Задание 1
Перечислите все строки перечня ниже, в которых встречается слово «below».

Предоставленный отрывок
#####
И все же этот образ слабой и зависимой женщины невозможно полностью оторвать от утвердившегося образа femme fatale со всеми соответствующими характеристиками. В самоуничижении и изображении собственной слабости поэтесса возвращает силе ее значение; за безвольной героиней проступает femme fatale — это хищница прикидывается жертвой, а притворство и непредсказуемость делают ее еще более изощренной и опасной. Под этой сознательной саморепрезентацией скрывается жуткое и демоническое, отчего она становится особенно пугающей. Такая попытка обретения силы через слабость часто встречается во многих стихах как устоявшаяся и широко практикуемая форма самопозиционирования [117].

ВЛИЯНИЯ

Обе поэтессы, исходя из своего украинского происхождения, поначалу позиционировали себя как украинок и разрабатывали тему украинской инакости, которую позже усилили, добавив татарскую идентичность, так что сходство между ними можно проследить в терминах влияний. Поэзия и лирическая героиня Левицкой-Холодной в исследуемый период очень напоминают ахматовские, которые хронологические опережали их минимум лет на десять, — и, таким образом, во всем, что касается прагматических, эстетических и идеологических подходов, могут казаться до некоторой степени подражательными, хотя и самобытно пересаженными на украинскую почву. Однако следует отметить, что и Ахматова не была полностью оригинальна в своем творчестве, поскольку многие из ее методов, на которые она опиралась, были характерны для русских поэтесс раннего модернизма, таких как Черубина де Габриак (Елизавета Дмитриева), Мирра Лохвицкая и другие [118]. Именно поэтому здесь рассматриваются преимущественно ранние тексты обеих поэтесс; в дальнейшем их поэтические пути существенно разошлись: второй сборник Левицкой-Холодной, «Семь букв» («Сім літер», 1937), был проникнут риторикой и идеями украинского национального возрождения (семь букв подразумевают слово «Україна» или, как предполагают некоторые, фамилию Симона Петлюры), что коренным образом противоречило первому сборнику, бросавшему вызов этнонациональной идеологии [119]. Ахматова, в свою очередь, тоже ушла довольно далеко от объединявшего обеих поэтесс дореволюционного женского письма; дальнейшее ее творчество приобрело политическую направленность и изучалось исследователями уже с этих позиций [120].
#####
Предоставленный перечень
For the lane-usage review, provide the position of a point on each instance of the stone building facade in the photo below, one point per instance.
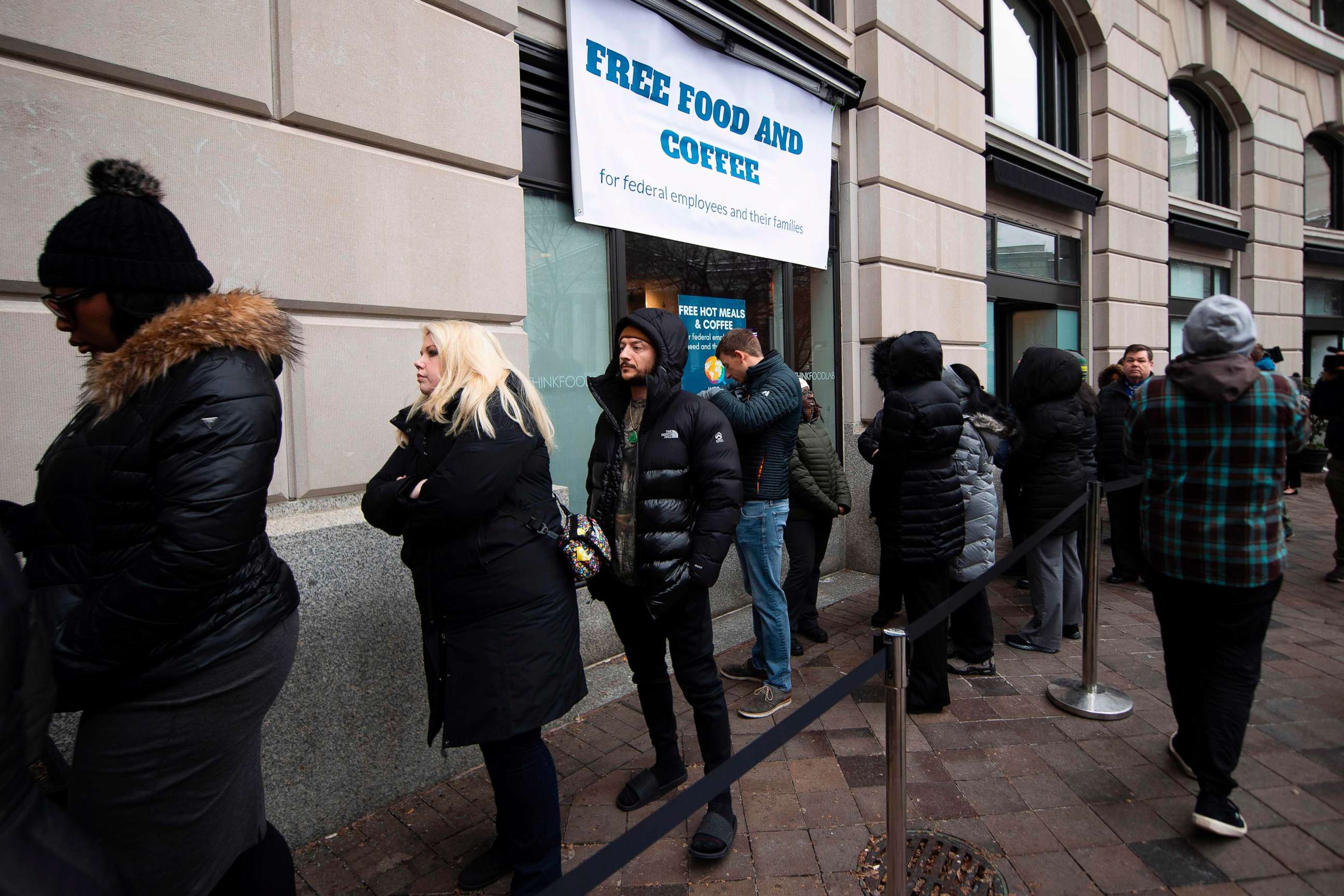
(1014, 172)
#####
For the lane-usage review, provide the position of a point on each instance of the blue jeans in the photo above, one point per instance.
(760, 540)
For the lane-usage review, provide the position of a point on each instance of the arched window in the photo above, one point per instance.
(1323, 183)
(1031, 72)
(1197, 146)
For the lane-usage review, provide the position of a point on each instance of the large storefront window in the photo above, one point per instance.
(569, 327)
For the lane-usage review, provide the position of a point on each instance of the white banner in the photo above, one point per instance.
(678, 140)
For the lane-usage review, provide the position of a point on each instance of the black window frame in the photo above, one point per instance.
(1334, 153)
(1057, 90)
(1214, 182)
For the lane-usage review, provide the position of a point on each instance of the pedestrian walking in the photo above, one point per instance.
#####
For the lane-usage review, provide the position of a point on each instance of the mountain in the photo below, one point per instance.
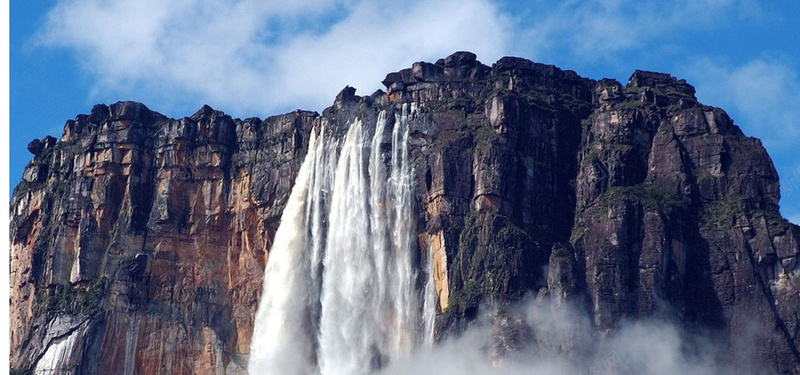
#####
Задание 2
Ответьте по отрывку о двух поэтессах на вопросы:
(а) Кем, согласно отрывку, прикидывается хищница?
(б) Как называется второй сборник Левицкой-Холодной и в каком году он вышел?
(в) Каких русских поэтесс раннего модернизма называет отрывок?

Решение задачи 1
For the lane-usage review, provide the position of a point on each instance of the stone building facade in the photo below, one point per instance.
For the lane-usage review, provide the position of a point on each instance of the mountain in the photo below, one point per instance.

Решение задачи 2
(а) Жертвой.
(б) «Семь букв» («Сім літер»), 1937 год.
(в) Черубину де Габриак (Елизавету Дмитриеву) и Мирру Лохвицкую.